*** Opening of Entries provided ***

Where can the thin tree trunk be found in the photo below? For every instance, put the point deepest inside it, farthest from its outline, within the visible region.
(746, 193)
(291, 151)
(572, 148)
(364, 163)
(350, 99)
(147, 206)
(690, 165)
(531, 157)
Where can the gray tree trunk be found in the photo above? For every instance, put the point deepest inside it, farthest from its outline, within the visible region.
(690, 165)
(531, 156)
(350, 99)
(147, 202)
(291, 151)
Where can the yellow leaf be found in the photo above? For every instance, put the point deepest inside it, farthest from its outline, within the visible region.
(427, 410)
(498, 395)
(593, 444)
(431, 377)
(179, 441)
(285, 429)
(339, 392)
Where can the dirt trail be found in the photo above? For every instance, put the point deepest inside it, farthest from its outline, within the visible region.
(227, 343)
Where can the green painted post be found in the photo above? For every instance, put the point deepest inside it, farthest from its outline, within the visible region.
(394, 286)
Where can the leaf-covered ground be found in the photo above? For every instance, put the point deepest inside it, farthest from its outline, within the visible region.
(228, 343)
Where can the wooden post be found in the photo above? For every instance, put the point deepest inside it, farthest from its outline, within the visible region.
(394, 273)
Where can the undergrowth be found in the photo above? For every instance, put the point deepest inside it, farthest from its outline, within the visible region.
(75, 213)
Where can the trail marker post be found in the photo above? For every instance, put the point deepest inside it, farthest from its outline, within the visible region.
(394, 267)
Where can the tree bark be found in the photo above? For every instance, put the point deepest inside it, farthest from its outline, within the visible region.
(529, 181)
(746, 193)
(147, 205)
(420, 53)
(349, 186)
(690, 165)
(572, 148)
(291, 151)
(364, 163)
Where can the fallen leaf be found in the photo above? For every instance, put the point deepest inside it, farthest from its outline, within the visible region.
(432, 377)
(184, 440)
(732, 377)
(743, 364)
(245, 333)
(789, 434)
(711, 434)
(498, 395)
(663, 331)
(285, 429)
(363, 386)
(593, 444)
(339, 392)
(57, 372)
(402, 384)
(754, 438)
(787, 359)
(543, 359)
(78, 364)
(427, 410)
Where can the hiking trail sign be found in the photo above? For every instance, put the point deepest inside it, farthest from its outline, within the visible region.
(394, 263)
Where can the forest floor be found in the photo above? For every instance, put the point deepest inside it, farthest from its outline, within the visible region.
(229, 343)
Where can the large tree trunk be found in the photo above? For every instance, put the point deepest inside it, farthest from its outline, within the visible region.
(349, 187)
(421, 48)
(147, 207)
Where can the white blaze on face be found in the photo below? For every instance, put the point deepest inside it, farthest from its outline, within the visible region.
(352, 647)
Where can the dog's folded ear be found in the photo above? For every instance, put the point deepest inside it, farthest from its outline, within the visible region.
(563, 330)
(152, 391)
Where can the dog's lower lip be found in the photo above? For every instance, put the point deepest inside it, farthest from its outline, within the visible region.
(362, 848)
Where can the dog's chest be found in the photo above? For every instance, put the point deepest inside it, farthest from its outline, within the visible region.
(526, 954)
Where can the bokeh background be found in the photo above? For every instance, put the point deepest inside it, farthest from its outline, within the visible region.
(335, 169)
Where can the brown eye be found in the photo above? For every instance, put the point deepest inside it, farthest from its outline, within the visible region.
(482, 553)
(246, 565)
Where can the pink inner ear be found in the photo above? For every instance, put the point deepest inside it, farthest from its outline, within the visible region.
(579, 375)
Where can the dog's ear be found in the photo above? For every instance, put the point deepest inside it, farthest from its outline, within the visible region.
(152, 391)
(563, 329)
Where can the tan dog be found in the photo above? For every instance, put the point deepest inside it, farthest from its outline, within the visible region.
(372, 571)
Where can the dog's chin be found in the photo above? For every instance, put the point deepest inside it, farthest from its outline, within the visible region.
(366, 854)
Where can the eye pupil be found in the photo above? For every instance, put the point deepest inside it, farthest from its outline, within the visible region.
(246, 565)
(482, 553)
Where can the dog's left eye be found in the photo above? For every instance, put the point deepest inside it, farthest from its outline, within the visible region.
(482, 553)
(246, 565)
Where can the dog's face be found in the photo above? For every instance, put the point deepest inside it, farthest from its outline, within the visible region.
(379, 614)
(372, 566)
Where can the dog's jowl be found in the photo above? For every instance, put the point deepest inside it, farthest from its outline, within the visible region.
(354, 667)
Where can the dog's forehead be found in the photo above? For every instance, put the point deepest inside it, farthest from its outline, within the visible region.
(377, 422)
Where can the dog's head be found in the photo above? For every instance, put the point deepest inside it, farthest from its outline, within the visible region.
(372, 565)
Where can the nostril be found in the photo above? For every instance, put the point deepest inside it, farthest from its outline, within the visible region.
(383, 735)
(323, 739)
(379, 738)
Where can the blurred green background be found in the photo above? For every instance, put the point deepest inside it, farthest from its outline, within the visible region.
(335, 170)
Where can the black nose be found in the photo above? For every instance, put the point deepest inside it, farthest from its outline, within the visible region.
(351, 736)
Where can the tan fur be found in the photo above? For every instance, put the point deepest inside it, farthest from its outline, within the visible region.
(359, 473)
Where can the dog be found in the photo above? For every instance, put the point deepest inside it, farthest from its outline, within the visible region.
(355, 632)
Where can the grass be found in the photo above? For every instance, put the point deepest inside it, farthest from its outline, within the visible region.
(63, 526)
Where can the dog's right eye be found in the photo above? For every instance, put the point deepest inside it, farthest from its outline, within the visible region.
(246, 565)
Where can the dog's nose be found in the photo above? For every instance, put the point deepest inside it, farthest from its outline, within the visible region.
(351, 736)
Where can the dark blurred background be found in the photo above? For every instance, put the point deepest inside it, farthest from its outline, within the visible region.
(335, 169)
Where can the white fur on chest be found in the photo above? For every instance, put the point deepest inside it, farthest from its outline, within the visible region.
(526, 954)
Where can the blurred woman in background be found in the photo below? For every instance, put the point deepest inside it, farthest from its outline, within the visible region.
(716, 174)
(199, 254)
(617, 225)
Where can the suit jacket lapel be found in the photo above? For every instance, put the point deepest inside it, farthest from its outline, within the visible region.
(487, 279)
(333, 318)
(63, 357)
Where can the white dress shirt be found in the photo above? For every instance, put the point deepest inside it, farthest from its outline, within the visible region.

*** Close of Entries provided ***

Activity → Leaving nothing out, print each line above exactly.

Solution to the exercise →
Where can the thin tree trunk be found in the photo below? For every instance, put the point deepest inside it, farthest from its outline, within the visible region.
(746, 193)
(291, 151)
(572, 148)
(364, 163)
(350, 99)
(147, 206)
(690, 165)
(531, 157)
Where can the gray tree trunk be found in the photo above? For every instance, put the point deepest inside it, farthest from its outline, within the visible region.
(690, 165)
(531, 156)
(350, 99)
(147, 202)
(291, 151)
Where can the yellow leaf be found in the photo above? For every instance, put the point deepest inside it, farthest from its outline, within the visible region.
(427, 410)
(498, 395)
(593, 444)
(431, 377)
(179, 441)
(285, 429)
(339, 392)
Where can the dirt trail be found in the photo above? For every instance, put the point deepest inside it, farthest from its outline, within the visible region.
(227, 343)
Where can the green painted post be found in the photo above? For every instance, put the point deepest inside it, farthest from its outline, within the visible region.
(394, 286)
Where can the leaf-covered ground be found in the photo above? For every instance, put the point deepest inside it, farthest from its outline, within the visible region.
(228, 343)
Where can the wooden post be found in the photo above? For every instance, put the point deepest inside it, farthest from its outline, within the visible region.
(394, 273)
Where can the undergrowth be found in the photo above? For every instance, put the point deepest inside it, farthest from its outline, within the visible region.
(75, 213)
Where can the trail marker post be found in the photo above? For every instance, put the point deepest inside it, farthest from its outline, within the visible region.
(394, 267)
Where can the tree bark be found in the photo above? For every instance, put the point deepest inside it, farthest from its outline, within the visible region.
(529, 181)
(746, 193)
(147, 205)
(420, 53)
(349, 186)
(690, 165)
(572, 148)
(291, 151)
(364, 163)
Where can the fallen leaf be found in the photo above? For every instance, put the point deepest inside it, farthest from its outline, within the visible region.
(432, 377)
(184, 440)
(732, 377)
(743, 364)
(245, 333)
(789, 434)
(711, 434)
(498, 395)
(663, 331)
(285, 429)
(363, 386)
(593, 444)
(339, 392)
(57, 372)
(402, 384)
(754, 438)
(787, 359)
(543, 359)
(78, 364)
(427, 410)
Where can the hiking trail sign be found in the photo above? For every instance, put the point deepest inside it, farthest from its outline, within the visible region.
(394, 263)
Where can the forest floor be found in the photo above? For every instance, put the point deepest inside it, farthest from its outline, within the visible region.
(229, 343)
Where can the large tree trunk be found in the photo above? For every instance, put the point deepest inside it, farthest from its outline, within the visible region.
(349, 187)
(421, 48)
(147, 207)
Where can the white blaze on face be found in the photo below? For every instance, put the point deepest inside it, farthest from its outline, within the visible region.
(352, 647)
Where can the dog's folded ear be found in the photo above? For every instance, put the point deepest inside it, farthest from its outline, within the visible region.
(563, 330)
(152, 391)
Where can the dog's lower lip be found in the photo above? For every instance, put the point deepest inside it, farthest from its outline, within the visible region.
(362, 848)
Where can the dog's chest be found in the photo above? For every instance, put the point deepest inside it, farthest from its outline, within the visible region.
(526, 954)
Where can the bokeh background be found in the photo above? For every instance, put the point deepest inside it, farthest from its outline, within the visible region.
(335, 169)
Where can the brown eye be found in the photo above? For every instance, put the point deepest inside it, farthest from its outline, within the visible region.
(482, 553)
(246, 565)
Where can the pink inner ear be found in the photo above? For every instance, put the point deepest inside it, farthest from its outline, within the visible region.
(579, 375)
Where can the dog's ear be found in the photo above? For every instance, put the point deepest inside it, farthest from its outline, within the visible region.
(152, 391)
(563, 329)
Where can the tan dog be found in the photo above? For every instance, put the point deepest inside it, farthest from its outline, within the visible region.
(372, 571)
Where can the dog's chin be found in the photo above? For every instance, put the point deepest inside it, farthest from its outline, within the visible region.
(366, 854)
Where can the eye pupil be found in the photo above? For every instance, put the point deepest inside it, farthest from its outline, within the visible region.
(246, 565)
(482, 553)
Where can the dog's left eye be found in the photo above? For every instance, put the point deepest inside it, farthest from its outline, within the visible region.
(482, 553)
(246, 565)
Where can the dog's face be found in the photo above? For every instance, put the point deepest inside it, farthest from its outline, within the visible region.
(379, 614)
(372, 566)
Where can the dog's jowl be found in the photo above? For every instance, put the point deepest inside it, farthest from its outline, within the visible region.
(354, 667)
Where can the dog's forehead be found in the photo above? For every instance, put the point deepest inside it, farthest from its outline, within the visible region.
(377, 422)
Where can the dog's head be found in the photo above? For every instance, put the point deepest inside it, farthest from its outline, within the visible region.
(372, 565)
Where can the nostril be found in the photo above? For every instance, put the point deepest inside it, farthest from its outline, within the visible region.
(383, 735)
(323, 739)
(379, 738)
Where can the blurred green background be found in the photo above? For every instance, put the point deepest inside it, farthest from its outline, within the visible region.
(335, 170)
Where can the black nose be found in the photo above? For every instance, put the point deepest inside it, farthest from its outline, within the visible region.
(351, 736)
Where can the tan fur be found in the photo above? For every instance, put the point deepest inside it, farthest from its outline, within the visible region.
(359, 473)
Where can the dog be found in the photo above? For every instance, put the point deepest inside it, farthest from its outline, within the visible region.
(355, 632)
Where can the grass be found in the photo above? For every instance, put the point deepest inside it, farthest from its outline, within the visible region.
(63, 526)
Where can the dog's right eye be found in the photo above? For every instance, put the point deepest inside it, farthest from its outline, within the visible region.
(246, 565)
Where can the dog's nose be found in the photo above? For every instance, put the point deepest inside it, farthest from its outline, within the visible region.
(351, 736)
Where can the dark blurred background be found in the photo above? For every instance, put the point deepest inside it, farthest from its outline, within the visible region.
(335, 169)
Where can the white fur on chest be found in the photo above? For every instance, put the point deepest inside it, farthest from its outline, within the visible region.
(526, 954)
Where can the blurred woman in background be found in the photo below? For every instance, put the point deepest inside it, farthest from its outline, within the visible region.
(716, 174)
(199, 254)
(617, 225)
Where can the suit jacket lapel be found in the photo above? For every instance, put the point deepest inside it, farthest from its outline, within the visible region.
(487, 279)
(333, 318)
(63, 357)
Where can the white dress shirt be found in the photo above? For every instance, put the point deepest inside it, farthest from its outline, within the visible region.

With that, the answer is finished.